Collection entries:
***

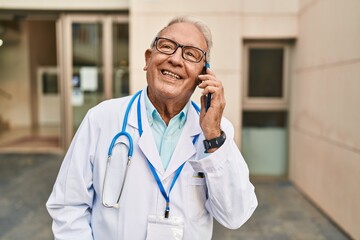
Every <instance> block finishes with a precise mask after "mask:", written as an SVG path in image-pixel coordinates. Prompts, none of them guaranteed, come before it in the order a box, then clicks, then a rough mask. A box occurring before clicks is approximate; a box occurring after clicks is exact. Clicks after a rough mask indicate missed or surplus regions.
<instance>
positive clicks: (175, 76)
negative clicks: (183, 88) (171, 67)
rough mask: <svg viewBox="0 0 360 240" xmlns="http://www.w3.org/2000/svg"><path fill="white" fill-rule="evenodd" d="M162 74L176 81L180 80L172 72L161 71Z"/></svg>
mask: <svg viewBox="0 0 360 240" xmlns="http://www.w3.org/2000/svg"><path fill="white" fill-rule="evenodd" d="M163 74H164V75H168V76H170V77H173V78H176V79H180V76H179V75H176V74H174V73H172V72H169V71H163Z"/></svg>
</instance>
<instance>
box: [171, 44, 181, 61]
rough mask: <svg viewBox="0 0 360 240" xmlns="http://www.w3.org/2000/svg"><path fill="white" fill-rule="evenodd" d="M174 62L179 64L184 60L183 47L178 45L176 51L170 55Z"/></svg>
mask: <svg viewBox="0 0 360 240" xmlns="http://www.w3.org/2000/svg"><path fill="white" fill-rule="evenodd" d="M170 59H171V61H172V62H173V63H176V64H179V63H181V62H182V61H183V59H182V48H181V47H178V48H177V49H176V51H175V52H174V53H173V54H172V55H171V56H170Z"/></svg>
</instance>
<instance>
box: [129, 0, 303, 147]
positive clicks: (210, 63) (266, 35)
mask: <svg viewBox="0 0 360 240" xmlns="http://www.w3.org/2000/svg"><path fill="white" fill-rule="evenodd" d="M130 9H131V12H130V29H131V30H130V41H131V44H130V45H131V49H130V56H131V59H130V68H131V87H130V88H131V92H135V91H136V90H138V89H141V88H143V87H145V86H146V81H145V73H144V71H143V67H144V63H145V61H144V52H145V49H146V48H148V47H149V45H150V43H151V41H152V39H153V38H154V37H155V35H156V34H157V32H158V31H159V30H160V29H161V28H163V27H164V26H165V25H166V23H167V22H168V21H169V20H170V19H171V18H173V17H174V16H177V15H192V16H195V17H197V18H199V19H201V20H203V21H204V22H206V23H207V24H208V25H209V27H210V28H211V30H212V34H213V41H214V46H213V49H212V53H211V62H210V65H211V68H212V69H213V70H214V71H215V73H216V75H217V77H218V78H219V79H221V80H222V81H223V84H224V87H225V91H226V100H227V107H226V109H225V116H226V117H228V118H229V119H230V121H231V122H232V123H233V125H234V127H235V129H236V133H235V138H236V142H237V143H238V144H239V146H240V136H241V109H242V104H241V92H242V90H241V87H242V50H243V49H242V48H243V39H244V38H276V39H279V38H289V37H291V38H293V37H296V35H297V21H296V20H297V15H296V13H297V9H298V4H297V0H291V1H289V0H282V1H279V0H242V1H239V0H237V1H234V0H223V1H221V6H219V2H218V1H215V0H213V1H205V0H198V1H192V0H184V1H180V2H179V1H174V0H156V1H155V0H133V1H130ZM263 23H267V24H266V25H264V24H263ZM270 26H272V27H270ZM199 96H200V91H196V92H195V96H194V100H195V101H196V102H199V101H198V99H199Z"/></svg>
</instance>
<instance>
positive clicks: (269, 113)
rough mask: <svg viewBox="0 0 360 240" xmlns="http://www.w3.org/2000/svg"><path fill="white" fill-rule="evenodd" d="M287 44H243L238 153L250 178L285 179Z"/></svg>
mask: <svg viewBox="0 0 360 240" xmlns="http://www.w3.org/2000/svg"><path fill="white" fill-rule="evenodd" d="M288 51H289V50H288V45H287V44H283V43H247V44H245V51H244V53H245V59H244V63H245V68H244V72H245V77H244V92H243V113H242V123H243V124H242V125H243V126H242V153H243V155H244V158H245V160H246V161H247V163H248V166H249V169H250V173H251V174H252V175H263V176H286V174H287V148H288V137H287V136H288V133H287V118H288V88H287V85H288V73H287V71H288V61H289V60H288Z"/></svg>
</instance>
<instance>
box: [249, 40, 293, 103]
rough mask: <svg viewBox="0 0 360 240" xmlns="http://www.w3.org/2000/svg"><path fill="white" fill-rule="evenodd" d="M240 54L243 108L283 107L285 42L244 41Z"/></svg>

***

TASK BRIEF: For each entry above, write it out again exactly but leave out any picture.

REPLY:
Every <instance> block finishes with a precise mask after "mask:", written as an SVG path in image-pixel coordinates. Prompts, none of them guaranteed, come before it in the order a box, then clicks, then a rough mask. A box occurring before clicks is approximate; a box occurring after clicks is exact. Clicks after a rough mask indicate missed or surplus regions.
<instance>
positive clicks: (175, 76)
negative clicks: (183, 88) (171, 67)
rough mask: <svg viewBox="0 0 360 240" xmlns="http://www.w3.org/2000/svg"><path fill="white" fill-rule="evenodd" d="M162 74L176 81L180 80L172 72L161 71Z"/></svg>
mask: <svg viewBox="0 0 360 240" xmlns="http://www.w3.org/2000/svg"><path fill="white" fill-rule="evenodd" d="M163 74H164V75H168V76H170V77H173V78H176V79H180V76H179V75H176V74H174V73H172V72H169V71H163Z"/></svg>
</instance>
<instance>
box: [171, 44, 181, 61]
rough mask: <svg viewBox="0 0 360 240" xmlns="http://www.w3.org/2000/svg"><path fill="white" fill-rule="evenodd" d="M174 62L179 64L184 60L183 47L178 45L176 51L170 55Z"/></svg>
mask: <svg viewBox="0 0 360 240" xmlns="http://www.w3.org/2000/svg"><path fill="white" fill-rule="evenodd" d="M170 59H171V61H172V62H173V63H176V64H179V63H181V62H182V61H183V59H182V48H181V47H178V48H177V49H176V51H175V52H174V53H173V54H172V55H171V56H170Z"/></svg>
</instance>
<instance>
box: [129, 0, 303, 147]
positive clicks: (210, 63) (266, 35)
mask: <svg viewBox="0 0 360 240" xmlns="http://www.w3.org/2000/svg"><path fill="white" fill-rule="evenodd" d="M130 9H131V12H130V29H131V30H130V41H131V44H130V45H131V49H130V56H131V59H130V68H131V87H130V88H131V92H135V91H136V90H138V89H141V88H143V87H145V86H146V81H145V73H144V71H143V67H144V63H145V61H144V52H145V49H146V48H148V47H149V45H150V43H151V41H152V39H153V38H154V37H155V35H156V34H157V32H158V31H159V30H160V29H161V28H163V27H164V26H165V25H166V23H167V22H168V21H169V20H170V19H171V18H173V17H174V16H177V15H192V16H195V17H197V18H199V19H201V20H203V21H204V22H206V23H207V24H208V25H209V27H210V28H211V30H212V34H213V41H214V46H213V49H212V53H211V62H210V65H211V68H212V69H213V70H214V71H215V73H216V75H217V77H218V78H219V79H221V80H222V81H223V84H224V87H225V91H226V100H227V107H226V109H225V116H226V117H228V118H229V119H230V121H231V122H232V123H233V125H234V127H235V129H236V133H235V138H236V142H237V143H238V144H239V146H240V136H241V109H242V104H241V92H242V90H241V87H242V50H243V49H242V48H243V39H244V38H276V39H279V38H289V37H291V38H293V37H296V35H297V21H296V20H297V15H296V13H297V9H298V4H297V0H291V1H289V0H282V1H279V0H242V1H239V0H237V1H234V0H223V1H221V6H219V2H218V1H215V0H213V1H205V0H198V1H192V0H184V1H180V2H179V1H174V0H156V1H155V0H133V1H130ZM263 23H267V24H266V25H264V24H263ZM270 26H272V27H270ZM199 96H200V91H196V92H195V96H194V100H195V101H196V102H199V101H198V99H199Z"/></svg>
</instance>
<instance>
positive clicks: (269, 113)
rough mask: <svg viewBox="0 0 360 240" xmlns="http://www.w3.org/2000/svg"><path fill="white" fill-rule="evenodd" d="M287 44H243L238 153L250 178L285 179Z"/></svg>
mask: <svg viewBox="0 0 360 240" xmlns="http://www.w3.org/2000/svg"><path fill="white" fill-rule="evenodd" d="M288 51H289V50H288V45H287V44H283V43H247V44H245V51H244V53H245V59H244V63H245V68H244V72H245V77H244V92H243V113H242V123H243V124H242V125H243V126H242V153H243V155H244V158H245V160H246V161H247V163H248V166H249V169H250V173H251V174H252V175H263V176H286V174H287V148H288V137H287V136H288V133H287V118H288V88H287V85H288V73H287V71H288V61H289V60H288Z"/></svg>
</instance>
<instance>
box: [249, 40, 293, 103]
rough mask: <svg viewBox="0 0 360 240" xmlns="http://www.w3.org/2000/svg"><path fill="white" fill-rule="evenodd" d="M240 54L243 108L283 107L285 42L244 41Z"/></svg>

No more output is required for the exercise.